Your instructions> Render the items between the line containing "of the striped" and the line containing "x=294 y=258", inclusive, as a JSON list of strings with one string per line and blank lines omitted.

>> Begin Given data

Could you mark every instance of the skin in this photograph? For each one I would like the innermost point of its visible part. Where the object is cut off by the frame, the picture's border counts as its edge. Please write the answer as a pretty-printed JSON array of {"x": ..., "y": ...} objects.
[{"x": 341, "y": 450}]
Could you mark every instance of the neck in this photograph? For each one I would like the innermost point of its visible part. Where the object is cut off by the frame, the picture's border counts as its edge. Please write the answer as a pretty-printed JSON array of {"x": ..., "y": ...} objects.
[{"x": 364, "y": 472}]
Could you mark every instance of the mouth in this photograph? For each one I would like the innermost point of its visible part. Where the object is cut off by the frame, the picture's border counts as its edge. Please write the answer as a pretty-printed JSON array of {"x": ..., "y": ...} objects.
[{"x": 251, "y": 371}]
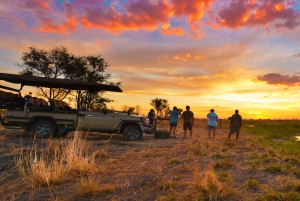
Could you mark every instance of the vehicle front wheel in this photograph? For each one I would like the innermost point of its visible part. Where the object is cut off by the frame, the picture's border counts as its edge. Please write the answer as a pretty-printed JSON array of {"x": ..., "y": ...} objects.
[
  {"x": 43, "y": 129},
  {"x": 132, "y": 133}
]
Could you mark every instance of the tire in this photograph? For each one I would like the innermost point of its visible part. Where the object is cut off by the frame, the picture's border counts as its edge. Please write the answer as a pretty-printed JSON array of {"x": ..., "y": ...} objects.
[
  {"x": 43, "y": 129},
  {"x": 132, "y": 133}
]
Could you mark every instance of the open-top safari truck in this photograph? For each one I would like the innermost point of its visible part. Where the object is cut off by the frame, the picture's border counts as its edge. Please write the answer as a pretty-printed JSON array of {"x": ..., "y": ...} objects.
[{"x": 56, "y": 118}]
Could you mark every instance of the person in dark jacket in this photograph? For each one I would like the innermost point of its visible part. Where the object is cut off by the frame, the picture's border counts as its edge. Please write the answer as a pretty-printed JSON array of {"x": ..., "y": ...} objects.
[
  {"x": 151, "y": 116},
  {"x": 235, "y": 124}
]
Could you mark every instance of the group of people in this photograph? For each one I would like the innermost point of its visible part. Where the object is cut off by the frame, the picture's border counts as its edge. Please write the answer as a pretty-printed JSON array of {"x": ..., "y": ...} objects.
[{"x": 188, "y": 122}]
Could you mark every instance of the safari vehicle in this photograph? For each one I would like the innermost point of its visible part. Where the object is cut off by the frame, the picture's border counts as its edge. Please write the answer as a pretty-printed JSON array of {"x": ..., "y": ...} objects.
[{"x": 41, "y": 119}]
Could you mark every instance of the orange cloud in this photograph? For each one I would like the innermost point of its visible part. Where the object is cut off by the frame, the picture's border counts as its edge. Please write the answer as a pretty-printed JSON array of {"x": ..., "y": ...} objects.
[
  {"x": 167, "y": 30},
  {"x": 277, "y": 79},
  {"x": 64, "y": 28},
  {"x": 140, "y": 14},
  {"x": 105, "y": 42},
  {"x": 194, "y": 10},
  {"x": 242, "y": 13}
]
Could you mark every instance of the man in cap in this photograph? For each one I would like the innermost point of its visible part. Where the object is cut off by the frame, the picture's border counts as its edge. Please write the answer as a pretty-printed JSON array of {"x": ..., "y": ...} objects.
[
  {"x": 212, "y": 123},
  {"x": 235, "y": 124},
  {"x": 173, "y": 121},
  {"x": 188, "y": 121}
]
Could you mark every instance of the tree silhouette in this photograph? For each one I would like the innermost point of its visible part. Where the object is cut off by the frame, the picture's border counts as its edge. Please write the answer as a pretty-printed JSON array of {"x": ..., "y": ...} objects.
[{"x": 159, "y": 105}]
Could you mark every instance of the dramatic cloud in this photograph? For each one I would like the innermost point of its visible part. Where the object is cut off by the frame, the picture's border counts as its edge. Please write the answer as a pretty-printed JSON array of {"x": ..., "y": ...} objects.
[
  {"x": 277, "y": 79},
  {"x": 296, "y": 55},
  {"x": 140, "y": 14},
  {"x": 118, "y": 16},
  {"x": 240, "y": 13}
]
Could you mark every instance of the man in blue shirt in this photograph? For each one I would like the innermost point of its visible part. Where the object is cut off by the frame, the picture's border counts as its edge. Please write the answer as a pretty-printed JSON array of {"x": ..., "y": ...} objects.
[
  {"x": 173, "y": 121},
  {"x": 212, "y": 122}
]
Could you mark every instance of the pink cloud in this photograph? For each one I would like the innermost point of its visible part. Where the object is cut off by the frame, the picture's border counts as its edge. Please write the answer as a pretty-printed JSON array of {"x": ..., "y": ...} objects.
[
  {"x": 296, "y": 55},
  {"x": 167, "y": 30},
  {"x": 278, "y": 79},
  {"x": 36, "y": 5},
  {"x": 240, "y": 13},
  {"x": 140, "y": 14}
]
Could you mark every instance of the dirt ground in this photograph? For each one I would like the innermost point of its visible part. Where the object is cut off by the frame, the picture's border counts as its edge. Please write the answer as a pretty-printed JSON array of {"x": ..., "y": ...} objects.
[{"x": 150, "y": 169}]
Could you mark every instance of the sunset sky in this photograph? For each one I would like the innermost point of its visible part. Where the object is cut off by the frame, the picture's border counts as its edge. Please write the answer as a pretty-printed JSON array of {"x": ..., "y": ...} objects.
[{"x": 221, "y": 54}]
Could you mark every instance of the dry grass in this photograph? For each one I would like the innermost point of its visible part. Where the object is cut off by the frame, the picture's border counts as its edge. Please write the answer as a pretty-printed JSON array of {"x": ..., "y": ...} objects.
[{"x": 81, "y": 168}]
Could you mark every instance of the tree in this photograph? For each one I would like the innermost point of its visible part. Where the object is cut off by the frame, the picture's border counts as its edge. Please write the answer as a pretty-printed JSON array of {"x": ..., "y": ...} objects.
[
  {"x": 138, "y": 109},
  {"x": 57, "y": 62},
  {"x": 159, "y": 105},
  {"x": 48, "y": 64}
]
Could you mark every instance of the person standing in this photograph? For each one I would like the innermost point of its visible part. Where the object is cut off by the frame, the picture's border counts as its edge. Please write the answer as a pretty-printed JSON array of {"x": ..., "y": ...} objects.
[
  {"x": 151, "y": 116},
  {"x": 235, "y": 124},
  {"x": 173, "y": 121},
  {"x": 212, "y": 123},
  {"x": 188, "y": 121}
]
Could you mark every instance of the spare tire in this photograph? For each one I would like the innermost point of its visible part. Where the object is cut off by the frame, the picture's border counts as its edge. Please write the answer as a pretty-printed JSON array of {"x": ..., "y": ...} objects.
[
  {"x": 44, "y": 129},
  {"x": 132, "y": 133}
]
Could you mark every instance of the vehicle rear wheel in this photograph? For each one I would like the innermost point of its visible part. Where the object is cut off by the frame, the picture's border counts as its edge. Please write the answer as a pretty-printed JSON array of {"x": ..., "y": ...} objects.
[
  {"x": 132, "y": 133},
  {"x": 43, "y": 129}
]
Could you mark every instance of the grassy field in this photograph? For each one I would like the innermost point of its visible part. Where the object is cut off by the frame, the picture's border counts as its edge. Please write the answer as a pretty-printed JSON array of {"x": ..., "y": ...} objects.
[{"x": 262, "y": 165}]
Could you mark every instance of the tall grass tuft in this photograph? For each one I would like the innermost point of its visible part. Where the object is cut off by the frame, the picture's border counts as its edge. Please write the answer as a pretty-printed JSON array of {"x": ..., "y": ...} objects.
[
  {"x": 53, "y": 163},
  {"x": 41, "y": 167}
]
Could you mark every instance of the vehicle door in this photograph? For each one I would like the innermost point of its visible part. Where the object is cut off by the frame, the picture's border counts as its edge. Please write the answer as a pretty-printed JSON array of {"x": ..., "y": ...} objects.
[{"x": 96, "y": 121}]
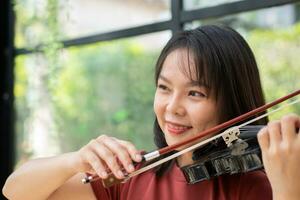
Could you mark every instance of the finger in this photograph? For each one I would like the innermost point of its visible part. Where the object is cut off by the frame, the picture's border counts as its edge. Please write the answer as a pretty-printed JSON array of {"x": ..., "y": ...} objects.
[
  {"x": 288, "y": 127},
  {"x": 109, "y": 158},
  {"x": 134, "y": 153},
  {"x": 121, "y": 152},
  {"x": 274, "y": 130},
  {"x": 263, "y": 139},
  {"x": 96, "y": 164}
]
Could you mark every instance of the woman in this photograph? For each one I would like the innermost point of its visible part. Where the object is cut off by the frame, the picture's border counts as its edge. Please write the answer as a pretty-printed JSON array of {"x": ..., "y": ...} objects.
[{"x": 203, "y": 77}]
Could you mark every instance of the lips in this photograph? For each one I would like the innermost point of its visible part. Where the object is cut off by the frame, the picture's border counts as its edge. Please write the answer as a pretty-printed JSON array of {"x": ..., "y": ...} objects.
[{"x": 176, "y": 129}]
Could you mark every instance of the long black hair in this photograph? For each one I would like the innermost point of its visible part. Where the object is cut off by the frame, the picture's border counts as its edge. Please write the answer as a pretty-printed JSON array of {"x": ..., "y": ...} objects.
[{"x": 225, "y": 63}]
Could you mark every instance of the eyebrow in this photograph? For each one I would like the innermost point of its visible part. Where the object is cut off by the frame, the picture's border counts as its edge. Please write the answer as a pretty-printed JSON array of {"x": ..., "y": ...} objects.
[{"x": 190, "y": 84}]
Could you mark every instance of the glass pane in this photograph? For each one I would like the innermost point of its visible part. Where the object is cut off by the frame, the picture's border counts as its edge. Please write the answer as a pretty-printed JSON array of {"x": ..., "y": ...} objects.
[
  {"x": 275, "y": 41},
  {"x": 40, "y": 22},
  {"x": 196, "y": 4},
  {"x": 104, "y": 88}
]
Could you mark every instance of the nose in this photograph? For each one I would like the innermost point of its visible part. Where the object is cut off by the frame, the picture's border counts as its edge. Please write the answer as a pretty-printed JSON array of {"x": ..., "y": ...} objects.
[{"x": 175, "y": 105}]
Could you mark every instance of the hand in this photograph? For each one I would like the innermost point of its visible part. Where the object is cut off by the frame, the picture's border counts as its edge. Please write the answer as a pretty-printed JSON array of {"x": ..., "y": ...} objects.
[
  {"x": 280, "y": 145},
  {"x": 105, "y": 154}
]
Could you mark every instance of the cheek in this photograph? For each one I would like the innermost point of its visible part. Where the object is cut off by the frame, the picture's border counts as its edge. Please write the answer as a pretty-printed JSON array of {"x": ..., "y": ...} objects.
[
  {"x": 158, "y": 105},
  {"x": 204, "y": 115}
]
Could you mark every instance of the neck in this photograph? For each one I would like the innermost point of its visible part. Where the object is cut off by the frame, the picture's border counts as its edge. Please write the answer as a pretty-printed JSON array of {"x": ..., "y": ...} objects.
[{"x": 185, "y": 159}]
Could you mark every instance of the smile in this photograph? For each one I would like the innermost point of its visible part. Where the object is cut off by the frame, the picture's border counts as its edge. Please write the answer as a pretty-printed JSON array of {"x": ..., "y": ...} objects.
[{"x": 176, "y": 129}]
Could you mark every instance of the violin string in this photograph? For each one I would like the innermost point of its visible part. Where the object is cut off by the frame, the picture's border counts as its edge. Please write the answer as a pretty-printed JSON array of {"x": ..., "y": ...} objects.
[{"x": 148, "y": 167}]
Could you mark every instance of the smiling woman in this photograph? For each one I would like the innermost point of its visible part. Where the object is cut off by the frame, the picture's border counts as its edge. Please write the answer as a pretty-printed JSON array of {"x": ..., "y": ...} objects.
[{"x": 204, "y": 77}]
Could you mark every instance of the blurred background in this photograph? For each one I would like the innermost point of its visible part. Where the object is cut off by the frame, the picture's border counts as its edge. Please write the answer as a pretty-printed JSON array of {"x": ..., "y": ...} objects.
[{"x": 76, "y": 69}]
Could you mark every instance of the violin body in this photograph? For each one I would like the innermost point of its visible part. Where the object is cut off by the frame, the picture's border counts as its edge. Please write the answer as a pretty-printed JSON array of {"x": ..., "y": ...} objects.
[{"x": 216, "y": 158}]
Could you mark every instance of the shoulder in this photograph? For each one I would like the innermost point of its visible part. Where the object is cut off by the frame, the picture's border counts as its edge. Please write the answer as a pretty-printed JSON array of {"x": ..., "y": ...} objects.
[{"x": 255, "y": 185}]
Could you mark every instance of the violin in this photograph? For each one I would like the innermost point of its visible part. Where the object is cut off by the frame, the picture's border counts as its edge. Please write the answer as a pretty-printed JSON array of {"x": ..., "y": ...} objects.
[
  {"x": 231, "y": 149},
  {"x": 216, "y": 159}
]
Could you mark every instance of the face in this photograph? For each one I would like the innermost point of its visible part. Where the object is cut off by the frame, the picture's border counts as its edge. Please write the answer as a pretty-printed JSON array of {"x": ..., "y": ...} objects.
[{"x": 182, "y": 106}]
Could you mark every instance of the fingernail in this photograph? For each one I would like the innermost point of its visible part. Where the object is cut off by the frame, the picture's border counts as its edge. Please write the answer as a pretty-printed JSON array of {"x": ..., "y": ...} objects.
[
  {"x": 103, "y": 174},
  {"x": 130, "y": 167},
  {"x": 120, "y": 174},
  {"x": 138, "y": 157}
]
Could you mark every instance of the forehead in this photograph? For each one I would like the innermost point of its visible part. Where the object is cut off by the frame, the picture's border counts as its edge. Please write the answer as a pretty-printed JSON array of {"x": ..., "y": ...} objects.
[{"x": 180, "y": 60}]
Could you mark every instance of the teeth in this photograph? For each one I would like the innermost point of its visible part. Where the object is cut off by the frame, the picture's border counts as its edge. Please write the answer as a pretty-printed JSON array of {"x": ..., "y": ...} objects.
[{"x": 178, "y": 127}]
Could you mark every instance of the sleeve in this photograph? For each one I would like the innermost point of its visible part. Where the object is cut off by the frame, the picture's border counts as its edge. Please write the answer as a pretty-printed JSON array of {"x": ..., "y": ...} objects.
[
  {"x": 255, "y": 185},
  {"x": 111, "y": 193}
]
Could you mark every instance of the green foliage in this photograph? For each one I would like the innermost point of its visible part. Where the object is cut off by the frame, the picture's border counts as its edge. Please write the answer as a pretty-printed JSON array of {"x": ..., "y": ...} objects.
[
  {"x": 105, "y": 89},
  {"x": 277, "y": 52}
]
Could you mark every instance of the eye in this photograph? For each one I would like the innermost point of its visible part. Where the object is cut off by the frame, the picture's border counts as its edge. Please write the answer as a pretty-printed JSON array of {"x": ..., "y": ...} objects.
[
  {"x": 196, "y": 94},
  {"x": 162, "y": 87}
]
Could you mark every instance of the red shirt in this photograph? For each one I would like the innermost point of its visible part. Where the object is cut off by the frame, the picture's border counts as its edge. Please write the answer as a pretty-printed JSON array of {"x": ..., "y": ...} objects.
[{"x": 172, "y": 185}]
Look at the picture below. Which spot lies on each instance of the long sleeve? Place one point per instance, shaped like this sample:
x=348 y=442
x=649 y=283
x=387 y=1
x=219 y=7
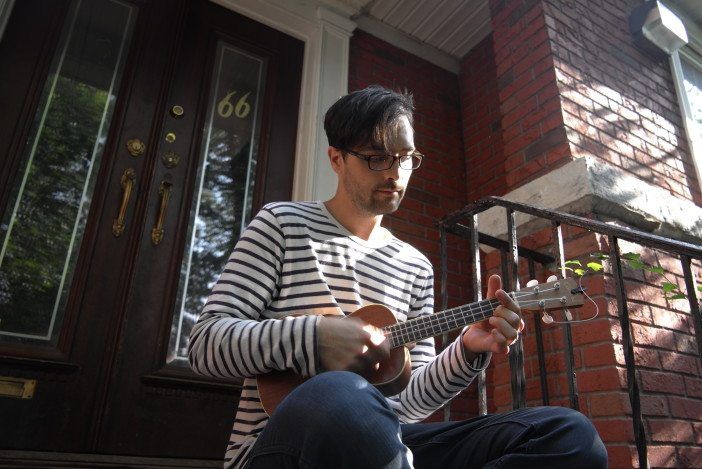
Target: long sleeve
x=233 y=337
x=435 y=379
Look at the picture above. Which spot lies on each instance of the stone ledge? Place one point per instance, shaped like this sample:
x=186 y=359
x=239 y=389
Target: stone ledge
x=588 y=185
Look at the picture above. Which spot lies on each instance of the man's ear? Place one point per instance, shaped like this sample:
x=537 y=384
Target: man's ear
x=336 y=159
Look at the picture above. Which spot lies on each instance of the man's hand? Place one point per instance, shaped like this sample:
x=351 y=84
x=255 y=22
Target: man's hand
x=501 y=330
x=349 y=344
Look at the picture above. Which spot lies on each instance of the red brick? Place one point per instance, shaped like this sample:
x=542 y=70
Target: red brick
x=662 y=456
x=614 y=430
x=685 y=407
x=599 y=380
x=656 y=381
x=690 y=456
x=671 y=431
x=609 y=404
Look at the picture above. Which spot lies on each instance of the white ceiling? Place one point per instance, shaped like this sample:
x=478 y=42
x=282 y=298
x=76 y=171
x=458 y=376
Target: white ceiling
x=451 y=28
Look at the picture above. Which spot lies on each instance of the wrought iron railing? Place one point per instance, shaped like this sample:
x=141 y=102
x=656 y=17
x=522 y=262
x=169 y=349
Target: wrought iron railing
x=464 y=223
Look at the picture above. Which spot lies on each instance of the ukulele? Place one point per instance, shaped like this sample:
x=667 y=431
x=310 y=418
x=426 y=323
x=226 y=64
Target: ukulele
x=392 y=375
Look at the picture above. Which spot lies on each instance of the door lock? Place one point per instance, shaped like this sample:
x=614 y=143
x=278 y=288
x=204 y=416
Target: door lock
x=136 y=147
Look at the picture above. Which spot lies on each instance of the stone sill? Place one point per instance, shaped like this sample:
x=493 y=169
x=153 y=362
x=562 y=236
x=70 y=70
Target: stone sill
x=590 y=186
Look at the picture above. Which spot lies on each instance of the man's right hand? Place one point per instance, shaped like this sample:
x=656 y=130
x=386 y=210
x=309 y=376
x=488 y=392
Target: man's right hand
x=349 y=344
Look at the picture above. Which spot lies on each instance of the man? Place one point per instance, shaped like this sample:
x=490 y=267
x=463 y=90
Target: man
x=309 y=258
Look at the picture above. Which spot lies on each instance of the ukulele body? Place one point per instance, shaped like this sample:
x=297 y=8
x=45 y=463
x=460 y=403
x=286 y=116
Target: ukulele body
x=390 y=376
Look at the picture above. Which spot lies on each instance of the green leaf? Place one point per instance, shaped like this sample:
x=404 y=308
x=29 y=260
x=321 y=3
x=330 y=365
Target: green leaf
x=677 y=296
x=631 y=256
x=635 y=264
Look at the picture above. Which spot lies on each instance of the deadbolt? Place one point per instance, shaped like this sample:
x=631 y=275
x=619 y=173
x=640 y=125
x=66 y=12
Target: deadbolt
x=170 y=159
x=135 y=147
x=177 y=111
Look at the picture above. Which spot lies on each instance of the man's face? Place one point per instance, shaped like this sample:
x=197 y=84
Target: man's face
x=378 y=192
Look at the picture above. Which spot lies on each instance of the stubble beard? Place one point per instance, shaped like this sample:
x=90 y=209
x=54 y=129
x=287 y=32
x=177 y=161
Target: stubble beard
x=373 y=203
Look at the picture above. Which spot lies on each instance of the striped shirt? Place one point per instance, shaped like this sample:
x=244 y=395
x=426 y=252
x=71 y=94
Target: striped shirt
x=294 y=258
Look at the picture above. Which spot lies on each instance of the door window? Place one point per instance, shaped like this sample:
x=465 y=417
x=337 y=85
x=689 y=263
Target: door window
x=44 y=220
x=225 y=183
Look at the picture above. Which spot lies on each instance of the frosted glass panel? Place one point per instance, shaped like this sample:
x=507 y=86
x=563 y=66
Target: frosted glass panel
x=223 y=196
x=42 y=226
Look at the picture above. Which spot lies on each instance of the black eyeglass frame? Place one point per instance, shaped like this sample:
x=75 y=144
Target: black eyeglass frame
x=368 y=158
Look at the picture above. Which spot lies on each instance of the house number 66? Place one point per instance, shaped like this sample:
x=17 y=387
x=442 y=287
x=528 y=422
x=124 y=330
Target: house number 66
x=225 y=108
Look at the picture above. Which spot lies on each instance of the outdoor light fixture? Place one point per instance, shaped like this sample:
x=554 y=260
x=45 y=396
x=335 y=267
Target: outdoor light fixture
x=657 y=29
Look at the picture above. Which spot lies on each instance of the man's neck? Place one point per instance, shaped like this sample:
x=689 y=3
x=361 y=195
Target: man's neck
x=365 y=226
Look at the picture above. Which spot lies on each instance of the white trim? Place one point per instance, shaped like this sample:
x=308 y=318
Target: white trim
x=326 y=35
x=691 y=127
x=405 y=42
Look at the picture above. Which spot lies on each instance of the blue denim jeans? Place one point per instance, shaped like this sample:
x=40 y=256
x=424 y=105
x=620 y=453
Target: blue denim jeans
x=339 y=420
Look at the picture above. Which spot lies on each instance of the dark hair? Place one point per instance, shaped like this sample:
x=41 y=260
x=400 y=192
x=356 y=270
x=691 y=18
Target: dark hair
x=365 y=116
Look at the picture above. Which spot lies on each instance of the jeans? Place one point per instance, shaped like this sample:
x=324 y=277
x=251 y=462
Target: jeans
x=338 y=420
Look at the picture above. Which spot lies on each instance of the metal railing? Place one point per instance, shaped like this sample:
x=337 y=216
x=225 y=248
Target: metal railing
x=464 y=223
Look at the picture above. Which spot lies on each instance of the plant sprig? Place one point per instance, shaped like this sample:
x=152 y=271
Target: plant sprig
x=631 y=260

>> End Given data

Response>
[
  "Look at the picture above. Which spot lies on each instance of the striped shirt? Place one point per instance, shaped like this sample:",
  "x=244 y=395",
  "x=426 y=252",
  "x=71 y=94",
  "Target: striped shirt",
  "x=294 y=258"
]